▶ _OBJECTIFS_
1. Répondez à ces questions d'après l'entretien sur « Pariah’s Child » :
(a) Quel nom figure dans la précision entre parenthèses sur la personne qu'il a fallu laisser partir ?
(b) Sur quelles chansons les bruits de la vie de tous les jours sont-ils notamment présents ?
(c) Quel avantage ces passages sonores offrent-ils en concert ?
2. Indiquez si chaque affirmation concorde avec l'entretien sur « Pariah’s Child ». Répondez par oui ou par non, puis citez les mots décisifs :
(a) Le remplaçant dispose de son propre studio.
(b) Les bruits servent à dresser le décor.
(c) Chanter une chanson à propos d'une usine suffit à rendre le sujet concret.
3. Reprenez l'entretien sur « Pariah’s Child » après sa dernière phrase.

▶ _SOURCE_
════════════════
Tout se passe à merveille ! Je crois que c’est le gars le plus cool que tu rencontreras jamais dans ce milieu ! (Rires) C’est très facile de bien s’entendre avec lui. C’est également un excellent bassiste et, cerise sur le gâteau, il possède son propre studio. C’est d’ailleurs lui qui a mixé le nouvel album. En bref, il nous convient parfaitement. On a certes dû laisser partir une personne formidable (Marko Paasikoski, ndlr) mais on ne pouvait espérer mieux pour le remplacer.
Des bruits de la vie de tous les jours jonchent « Pariah’s Child », notamment sur Clood Factory et Blood. Pourquoi était-ce important d’intégrer ces sons à ta musique ?
Ils permettent de dresser le décor, notamment en ce qui concerne l’usine. Ils transportent l’auditeur dans un environnement complètement différent. Si tu ne fais que chanter une chanson à propos d’une usine, cela n’est pas concret… J’aime créer ce genre d’ambiance. C’est super aussi d’avoir ces passages en live, au moins, ça nous donne quelques minutes de répit en coulisses ! (Rires) Ces bruits créent l’atmosphère souhaitée, et je pense que c’est une chose importante.
X Marks the Spot a vraiment retenu mon attention : pourrais-tu nous en dire plus sur cette chanson ainsi que sur ce personnage qui intervient à plusieurs reprises ?
════════════════
▶ _DONNÉES FOURNIES_
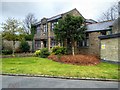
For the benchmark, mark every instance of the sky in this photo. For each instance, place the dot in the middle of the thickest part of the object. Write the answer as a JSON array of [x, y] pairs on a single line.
[[18, 9]]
════════════════
▶ _RÉPONSES ATTENDUES_
1.
(a) Marko Paasikoski.
(b) Sur Clood Factory et Blood.
(c) Ils donnent au groupe quelques minutes de répit en coulisses.

2.
(a) Oui : « il possède son propre studio ».
(b) Oui : « Ils permettent de dresser le décor ».
(c) Non : « cela n’est pas concret ».

3.
Le personnage principal, que nous appelons « le prêcheur », est interprété par Jarkko Koskinen. C’est un ami d’Elias (Viljanen, guitares, ndlr). On l’a rencontré pour la première fois à l’un de nos concerts ; il a commencé à parler avec cet accent du sud des États-Unis en s’amusant à imiter un prêtre, et je suis tombé raide dingue de ce petit quelque chose qu’il possédait. Deux ans après environ, quand j’ai commencé à travailler sur le morceau, j’ai réalisé que ce titre serait parfait avec Jarkko dessus.
La chanson parle des gens qui meurent en ayant laissé la religion (ou autre) toujours tout leur dicter, sans qu’ils aient réfléchi avec leur propre matière grise. Ils préfèrent laisser le leader de tel ou tel culte prendre le contrôle de leur vie, et je pense qu’il n’y a rien de plus triste. Je connais quelqu’un qui a pris ce chemin et honnêtement, ça a tendance à m’indigner… Donc c’est une histoire que je raconte, mais elle comporte aussi une touche personnelle. Au-delà de ça, c’est juste une grande rigolade ! Je crois même que c’est la chanson la plus drôle qu’on ait jamais faite, et on le doit surtout à Jarkko !
Larger than Life parle d’un acteur de théâtre. Te sens-tu connecté à ce genre de personnage et aux propos qu’il tient ?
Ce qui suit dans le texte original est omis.